#### DATA FOR REVIEW ####

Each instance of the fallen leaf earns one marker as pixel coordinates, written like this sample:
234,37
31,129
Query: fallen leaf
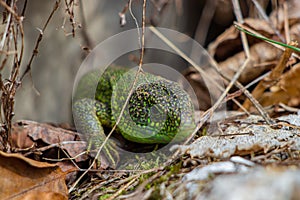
23,178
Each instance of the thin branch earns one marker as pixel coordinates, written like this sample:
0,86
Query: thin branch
39,39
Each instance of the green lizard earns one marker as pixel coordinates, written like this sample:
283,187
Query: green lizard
157,112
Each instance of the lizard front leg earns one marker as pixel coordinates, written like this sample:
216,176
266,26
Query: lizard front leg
85,116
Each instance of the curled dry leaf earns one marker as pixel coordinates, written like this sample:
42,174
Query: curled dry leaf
23,178
29,132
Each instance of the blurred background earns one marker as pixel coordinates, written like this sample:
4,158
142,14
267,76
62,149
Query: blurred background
45,93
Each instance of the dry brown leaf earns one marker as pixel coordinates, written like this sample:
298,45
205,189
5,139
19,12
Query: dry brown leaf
23,178
243,139
31,132
287,90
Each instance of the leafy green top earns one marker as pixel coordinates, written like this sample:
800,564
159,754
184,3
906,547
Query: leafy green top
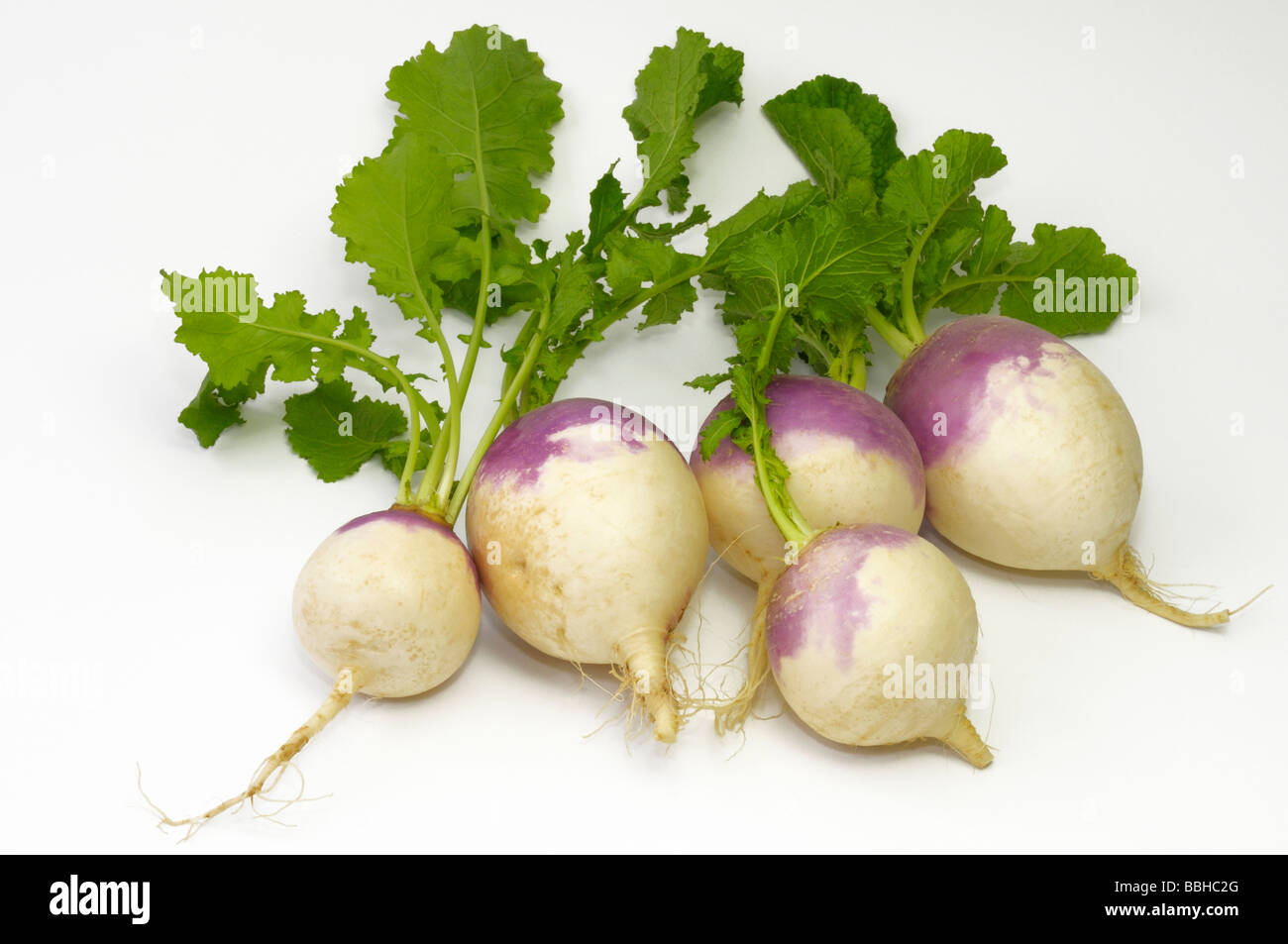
879,239
434,219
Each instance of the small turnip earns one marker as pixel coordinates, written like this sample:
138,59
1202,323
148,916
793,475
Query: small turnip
389,607
859,604
851,462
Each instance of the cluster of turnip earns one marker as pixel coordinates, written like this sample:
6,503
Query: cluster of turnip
587,528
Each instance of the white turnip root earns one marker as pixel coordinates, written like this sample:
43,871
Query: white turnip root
389,607
1031,458
859,604
590,537
851,462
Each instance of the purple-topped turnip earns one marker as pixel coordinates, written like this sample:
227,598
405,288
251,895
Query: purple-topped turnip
850,462
589,535
858,605
1031,459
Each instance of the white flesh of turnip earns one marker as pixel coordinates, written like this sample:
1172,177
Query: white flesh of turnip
1031,458
851,462
590,537
859,605
389,607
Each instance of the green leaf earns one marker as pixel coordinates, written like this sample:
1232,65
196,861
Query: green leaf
823,256
394,214
331,362
838,132
336,433
1082,290
634,262
215,410
485,106
761,214
987,258
679,84
720,428
669,231
236,344
606,206
922,188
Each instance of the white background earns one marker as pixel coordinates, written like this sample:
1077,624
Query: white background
146,582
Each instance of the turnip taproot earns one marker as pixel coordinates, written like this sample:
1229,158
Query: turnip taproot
851,462
389,604
389,607
858,605
1031,458
590,537
853,600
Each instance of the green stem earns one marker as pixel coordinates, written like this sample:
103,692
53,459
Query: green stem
404,385
898,342
789,519
911,321
857,376
507,398
774,325
966,281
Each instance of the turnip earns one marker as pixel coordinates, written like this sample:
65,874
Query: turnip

####

* TASK GOAL *
Pictures stay out of this copy; write out the entries above exactly.

* THE ANSWER *
Each instance of the fallen leaf earns one marker as pixel coordinates, written like this sample:
234,37
31,129
Query: fallen leaf
23,178
Each instance of the thin branch earns one marker as pixel coordinates, written like this sample:
0,86
Query: thin branch
39,39
Each instance of the green lizard earns one marker as pixel coordinates, written like this sample:
283,187
Query: green lizard
157,112
Each instance of the lizard front leg earns one marker as pixel coordinates, written like this sample:
216,176
266,26
Query: lizard front leg
85,116
Each instance of the curled dry leaf earns one marker as pixel coordinates, written like this sample:
42,174
Query: curled dry leaf
23,178
29,132
Each instance of the blurred background earns one marker as pixel coordinates, written like this sample:
4,158
142,14
267,76
62,149
Query: blurred background
45,93
Each instance of the dry brown leaf earns one marker as pixel coordinates, written like this sample:
298,45
205,189
5,139
19,12
Query: dry brown leaf
23,178
243,139
31,132
287,90
Each instance of the leafy green top earns one marker as pixel coordinates, written like this sample:
800,564
159,754
184,3
906,547
Query: leafy green top
879,239
434,219
Each instance of the small turnip earns one marker as pixel coordinates, written like this sample:
138,59
1202,323
148,916
793,475
Query: small turnip
389,607
859,604
851,462
Each instance of the cluster of turnip earns one marker as pixel coordinates, written like this sample:
6,503
Query: cluster of turnip
587,528
Each instance of the white turnip root earns one marker as pixel coordinates, written like this sample:
43,871
Query: white turnip root
389,607
1031,458
859,604
590,537
851,462
Each instance of the purple-topped turnip earns one marker as pixel coordinates, written like this sample:
227,598
405,288
251,895
Query: purple-topped turnip
850,462
589,535
858,605
1031,459
Each instance of the white flesh of turnip earns one marker as pixel coordinates, written like this sample:
1172,177
Query: white flesh of turnip
1031,458
851,462
590,537
859,605
389,607
Each instance of the green leaf earns one marker as pixel coordinates, written like this sample:
1232,65
196,861
Query: green leaf
823,256
394,214
331,362
838,132
336,433
1082,290
634,262
215,410
485,106
761,214
987,258
679,84
720,428
669,231
236,344
606,206
922,188
Each instance of the white background earns one marker as pixel coordinates, written like this sample:
1077,624
Query: white background
146,582
Each instance of the turnip taproot earns one marker as pixel coordinates, written like this sample:
1229,158
Query: turnip taproot
851,462
389,604
389,607
858,605
1031,458
590,537
853,600
Each instance of the green stem earns one marker as pixel coordinates, written like this sample:
103,692
53,459
Query: green stem
404,385
898,342
789,519
911,321
857,376
507,398
774,325
966,281
Each instance of the turnip earns one marker as pixel coordinates, written like this sample:
65,874
Query: turnip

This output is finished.